» Stated goal: Format the rows below as a JSON list of strings, with one string for each line and blank lines omitted. Leave the pictures out.
┌──
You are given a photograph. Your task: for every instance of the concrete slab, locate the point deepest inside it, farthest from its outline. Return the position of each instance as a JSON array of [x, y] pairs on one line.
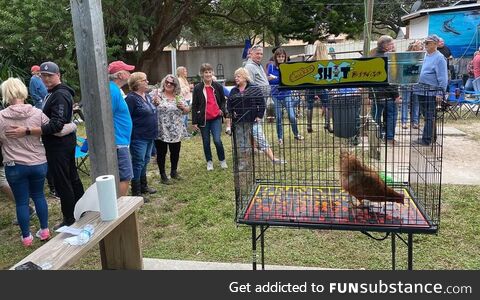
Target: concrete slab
[[169, 264]]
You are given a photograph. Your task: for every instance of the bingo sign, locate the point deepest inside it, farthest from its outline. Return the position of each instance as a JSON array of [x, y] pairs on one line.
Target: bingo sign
[[338, 72]]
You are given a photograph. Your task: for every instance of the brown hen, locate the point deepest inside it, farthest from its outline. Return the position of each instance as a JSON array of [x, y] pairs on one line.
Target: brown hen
[[363, 183]]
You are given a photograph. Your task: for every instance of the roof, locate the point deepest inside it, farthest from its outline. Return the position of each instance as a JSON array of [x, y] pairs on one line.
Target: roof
[[424, 12]]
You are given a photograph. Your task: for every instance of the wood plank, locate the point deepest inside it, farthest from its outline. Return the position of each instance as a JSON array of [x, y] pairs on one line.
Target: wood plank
[[120, 250], [61, 255]]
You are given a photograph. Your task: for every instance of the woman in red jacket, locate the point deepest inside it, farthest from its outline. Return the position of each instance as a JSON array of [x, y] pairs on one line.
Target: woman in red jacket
[[208, 110]]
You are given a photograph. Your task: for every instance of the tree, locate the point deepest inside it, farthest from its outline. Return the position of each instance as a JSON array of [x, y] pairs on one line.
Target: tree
[[388, 13], [34, 31]]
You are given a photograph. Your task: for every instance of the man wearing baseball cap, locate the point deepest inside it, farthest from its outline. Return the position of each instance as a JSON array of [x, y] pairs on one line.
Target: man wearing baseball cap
[[36, 88], [118, 73], [434, 76], [60, 151]]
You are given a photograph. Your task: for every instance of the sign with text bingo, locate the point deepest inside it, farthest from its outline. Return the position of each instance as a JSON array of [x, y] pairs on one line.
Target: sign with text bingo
[[358, 71]]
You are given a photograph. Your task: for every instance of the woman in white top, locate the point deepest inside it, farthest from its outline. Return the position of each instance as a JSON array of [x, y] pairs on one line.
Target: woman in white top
[[171, 108]]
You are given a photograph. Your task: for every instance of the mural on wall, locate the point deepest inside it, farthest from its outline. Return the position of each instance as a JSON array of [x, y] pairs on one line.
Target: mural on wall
[[460, 30]]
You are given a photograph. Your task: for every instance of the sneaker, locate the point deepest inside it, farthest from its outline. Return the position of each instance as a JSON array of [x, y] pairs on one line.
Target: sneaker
[[27, 242], [392, 142], [43, 234], [299, 138], [209, 165], [278, 161], [223, 164], [31, 212], [61, 224], [54, 194]]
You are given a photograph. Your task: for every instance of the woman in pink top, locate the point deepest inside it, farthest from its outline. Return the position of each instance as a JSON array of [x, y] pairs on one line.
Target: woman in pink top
[[24, 158]]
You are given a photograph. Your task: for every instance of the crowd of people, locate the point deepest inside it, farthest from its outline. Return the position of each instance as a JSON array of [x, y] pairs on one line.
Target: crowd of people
[[39, 141]]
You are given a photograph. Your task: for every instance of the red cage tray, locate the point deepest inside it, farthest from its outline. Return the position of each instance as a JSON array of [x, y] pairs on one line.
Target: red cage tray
[[328, 206]]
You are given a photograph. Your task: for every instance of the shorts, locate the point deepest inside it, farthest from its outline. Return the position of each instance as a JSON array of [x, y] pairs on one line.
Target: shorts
[[125, 169], [3, 179]]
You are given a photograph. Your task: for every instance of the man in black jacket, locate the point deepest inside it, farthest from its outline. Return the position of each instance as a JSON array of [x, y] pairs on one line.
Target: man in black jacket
[[60, 151]]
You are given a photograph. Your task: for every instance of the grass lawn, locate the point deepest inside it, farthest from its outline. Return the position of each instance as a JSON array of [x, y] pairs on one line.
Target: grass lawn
[[193, 219]]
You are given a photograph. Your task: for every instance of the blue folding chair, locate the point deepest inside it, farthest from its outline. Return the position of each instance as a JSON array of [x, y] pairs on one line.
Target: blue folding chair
[[81, 155]]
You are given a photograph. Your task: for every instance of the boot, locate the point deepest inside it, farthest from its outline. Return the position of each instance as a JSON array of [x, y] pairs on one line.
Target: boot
[[164, 178], [137, 190], [309, 120], [174, 175], [144, 186]]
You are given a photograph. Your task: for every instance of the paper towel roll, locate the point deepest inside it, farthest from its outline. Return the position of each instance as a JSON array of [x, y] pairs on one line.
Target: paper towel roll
[[107, 197]]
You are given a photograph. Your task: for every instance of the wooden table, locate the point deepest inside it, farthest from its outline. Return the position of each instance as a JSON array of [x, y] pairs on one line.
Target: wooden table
[[118, 239]]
└──
» Task solution:
[
  "You are given a photograph. Your task: for every instance of the concrete slab, locate the point deepest inside it, farthest from its outline. Return the position of each instance as a JSON array of [x, y] pairs on one line.",
  "Target: concrete slab",
  "[[169, 264]]",
  "You are given a photograph. Your task: for every instance of the bingo sign, locate the point deepest inside it, farthest from its outline. Return the position of each instance as a JSON array of [x, y] pairs on one line.",
  "Target: bingo sign",
  "[[338, 72]]",
  "You are given a photograph. Your task: for every instance of the brown hen, locate the point deepest inside it, farthest from its outline. Return the position of each instance as a JSON array of [x, y] pairs on one line.",
  "Target: brown hen",
  "[[363, 183]]",
  "You are given a photograph. Your task: for every instance of the roof, locate the point deepest inside it, farthest from its outline. Return the position of each instance as a JSON array of [x, y] pairs on one line.",
  "Target: roof",
  "[[424, 12]]",
  "You are given a photograph. Your task: for every instance of the wood plank, locate the point deepest inside it, farthest from its outline. Return the position of each instance as a JSON array of [x, y] pairs on one line.",
  "Target: wood plank",
  "[[120, 250], [61, 255]]",
  "You are given a photograph. Your task: for every instance of the woman in red jacket, locate the point deepest inside it, farthest from its outline. Return the position of each instance as a JSON array of [x, y] pairs on one line.",
  "Target: woman in red jacket",
  "[[208, 110]]",
  "You are given a photograph. Your task: for every instance of the tree, locate the point deepest inside it, farthest from its outline. Return the position of each instance as a JSON array of [x, y] pairs on one line.",
  "Target: tree",
  "[[388, 13], [34, 31]]",
  "You are given a photograph. Your task: for every instance of the man wearing baseball cap, locate the point deepest inside it, farthest from its outline. Return the position of each instance as a JSON array of [x, y] pairs on one line.",
  "Target: man wearing baseball cap",
  "[[36, 88], [118, 73], [434, 76], [60, 151]]",
  "You are given a photograph. Your task: for every instance of the sign with text bingo, locate the point deepest inside it, farthest from its outline. Return the position of each instance as a JSON array of [x, y] pairs on one line.",
  "Target: sign with text bingo",
  "[[358, 71]]",
  "You are given a photograph. Your task: for every instance of the woman in white top, locate the point deepest inside it, farthest from its outline. Return the position of each instance as a JSON array of [x, y] pairs on one line.",
  "Target: woman in white top",
  "[[171, 108]]",
  "You are given a photograph. Your task: for every instance of the mural on wall, locate the point deepest inside it, farthest from its outline. Return the position of each instance as a JSON array of [x, y] pairs on one line.",
  "Target: mural on wall",
  "[[460, 30]]",
  "You are given a photograph. Your task: for every instance of the sneaker, locate the point deepest inside it, farthest from its outline. Return the position of each instance as a JSON array of [x, y] pairs on one line.",
  "Target: sneaker",
  "[[27, 242], [392, 142], [43, 234], [299, 138], [209, 165], [278, 161], [223, 164], [31, 212], [61, 224], [54, 194]]",
  "You are given a photograph. Your task: for every instance of the woman in pink top, locate the point deepest inside it, farthest from its outline. Return the position of each instance as a JSON array of [x, y] pairs on one line.",
  "Target: woman in pink top",
  "[[24, 158]]",
  "You are given a photograph. Your task: for every instance of the crowd of people, locate the point deepest inside it, farthest from its outline. Return the position of each instance as a JSON array of [x, y] pairs on one line.",
  "Target: crowd of people",
  "[[39, 141]]",
  "You are given a photograph. Your task: for every instance of the red cage tray, locate the point deepest inside it, farthest from its outline. Return the position of each instance as a JSON array of [x, y] pairs on one line.",
  "Target: red cage tray",
  "[[328, 206]]",
  "You are given a photograph. Your task: for every instance of the shorts, locate the point deepest inside it, farthest from its outline. Return the position of each instance as a JSON array of [x, y] pairs on one line.",
  "Target: shorts",
  "[[125, 169], [3, 179]]",
  "You are given a photograph. Your task: for every instance of the man in black jacket, locate the point deepest inside it, farthest from its outline. Return the position of each instance as a JSON array of [x, y] pairs on one line.",
  "Target: man in black jacket",
  "[[60, 151]]",
  "You are given a photograph. Your task: for every instance of the grass lawn, locate the point deepest inside it, farthest from its outline. Return the position of each instance as a JSON array of [x, y] pairs on one line.",
  "Target: grass lawn",
  "[[193, 219]]",
  "You are given a photograph. Your task: for every instance of the blue folding chair, locate the point deepest inside it, farthest from its outline. Return the position of each instance as a JSON array of [x, y] pairs on one line.",
  "Target: blue folding chair",
  "[[81, 155]]",
  "You are given a photograph. Your task: for every instance of the boot, locate the point deepest inside it, farthest from its outline. Return the position of each instance as a JSON array of [x, y] pairs on one line.",
  "Target: boot",
  "[[164, 178], [137, 190], [309, 120], [174, 175], [144, 186]]",
  "You are given a photograph. Your task: for every instance of the paper towel roll, locate the point deepest inside it, farthest from its outline. Return the position of each instance as a JSON array of [x, y] pairs on one line.",
  "Target: paper towel roll",
  "[[107, 197]]",
  "You are given a photograph. Your task: for every instance of the wooden table, locate the point deepest inside it, farthest from its outline. Return the position of each instance as a JSON array of [x, y] pairs on one line.",
  "Target: wooden table",
  "[[118, 239]]"
]